━━━━━ Records for the task
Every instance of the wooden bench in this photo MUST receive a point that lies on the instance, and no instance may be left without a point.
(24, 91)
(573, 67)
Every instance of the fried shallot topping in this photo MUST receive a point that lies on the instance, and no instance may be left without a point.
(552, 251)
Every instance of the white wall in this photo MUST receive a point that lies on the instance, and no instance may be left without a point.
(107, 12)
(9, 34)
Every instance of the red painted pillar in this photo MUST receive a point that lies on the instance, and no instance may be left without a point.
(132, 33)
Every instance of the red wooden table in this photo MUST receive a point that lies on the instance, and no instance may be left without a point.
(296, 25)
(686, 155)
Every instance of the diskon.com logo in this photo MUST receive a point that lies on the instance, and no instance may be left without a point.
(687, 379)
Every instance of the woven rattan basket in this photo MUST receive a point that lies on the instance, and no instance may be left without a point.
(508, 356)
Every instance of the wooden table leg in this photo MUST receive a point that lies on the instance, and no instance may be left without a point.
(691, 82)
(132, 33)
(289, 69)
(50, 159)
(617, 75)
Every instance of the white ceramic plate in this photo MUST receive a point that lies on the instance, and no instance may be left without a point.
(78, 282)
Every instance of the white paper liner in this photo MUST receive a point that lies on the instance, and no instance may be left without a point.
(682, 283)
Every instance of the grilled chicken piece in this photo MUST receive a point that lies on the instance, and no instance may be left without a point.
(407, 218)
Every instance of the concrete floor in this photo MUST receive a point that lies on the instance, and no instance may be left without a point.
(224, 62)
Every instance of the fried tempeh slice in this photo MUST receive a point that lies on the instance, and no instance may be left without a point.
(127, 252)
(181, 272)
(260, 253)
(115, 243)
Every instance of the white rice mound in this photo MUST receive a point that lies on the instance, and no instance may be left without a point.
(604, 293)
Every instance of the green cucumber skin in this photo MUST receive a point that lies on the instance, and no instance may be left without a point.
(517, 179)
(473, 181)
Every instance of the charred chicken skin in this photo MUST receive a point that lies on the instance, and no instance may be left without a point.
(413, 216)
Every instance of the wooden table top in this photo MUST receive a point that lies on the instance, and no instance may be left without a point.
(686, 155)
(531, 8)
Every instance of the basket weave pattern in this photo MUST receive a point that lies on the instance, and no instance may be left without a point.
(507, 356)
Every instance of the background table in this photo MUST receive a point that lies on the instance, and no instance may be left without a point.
━━━━━━━━━━
How to complete this task: Each entry above needs to be duplicated verbatim.

Expected answer:
Every instance of the wooden bench in this photo MUST receive a point that lies on the instance, and no instance may be left without a point.
(24, 91)
(573, 67)
Every instance of the fried shallot topping in this photo MUST receive a point that lies on the instance, and no instance may be left without a point.
(552, 251)
Every instance of the white wall in this photo MUST receive a point that lies on the instance, and no instance may be left without a point.
(107, 12)
(9, 34)
Every instance of the red painted pillar in this photo MUST receive a point that lies on the instance, and no instance may be left without a point.
(132, 33)
Every instance of the red wooden table in this photo MUST receive a point that lies on the instance, and no instance may be left without a point.
(296, 25)
(686, 155)
Every instance of the diskon.com logo in this photo MUST receive a point that lies on the instance, and no instance may be left without a point.
(687, 379)
Every instance of the woven rattan basket in this photo MUST receive a point that lies on the instance, and no instance may be left without a point.
(508, 356)
Every instance of the wooden table leg in this photo MUST receive a point that lies on the instance, and no instance may be left without a point.
(691, 82)
(132, 33)
(289, 69)
(50, 159)
(617, 75)
Every instance of the white ceramic plate in this photo MUST receive a point that lies on the instance, and no instance may be left without a point.
(78, 282)
Every instance of the white paper liner in this photo MUST receive a point that lies on the instance, and no instance may be left without a point.
(682, 283)
Every instance of the grilled chicken piece in this photo MUST receive a point that lies on the instance, and no instance may be left without a point.
(407, 218)
Every instance of the concrete floor in this photo MUST receive a point that lies on the instance, and no instance may be left without a point.
(224, 62)
Every instance of the fried tempeh slice in this photo MUST receive a point that lies on the instance, and no instance may be left without a point.
(127, 252)
(181, 272)
(260, 253)
(115, 243)
Every instance of the white rice mound in this photo MUST receive a point that lies on the instance, and no instance may be left without a point.
(604, 293)
Every instance of the green cucumber skin in this photo MUST receive a point that lies on the instance, and no instance may be left without a point.
(517, 179)
(473, 181)
Every instance of the charred chicken skin in this photo MUST receive a point that lies on the instance, and no instance may be left without a point.
(413, 216)
Every instance of the wooden table top in this photo MUST receive a point that lies on the instance, and no instance may be left without a point.
(686, 155)
(531, 8)
Every instance of the basket weave pattern in this photo MUST receive a point that lies on the instance, and no instance may be left without a point.
(507, 356)
Every instance of the background table in this photo MUST receive a point that lies on the instance, and no instance may be left without a point.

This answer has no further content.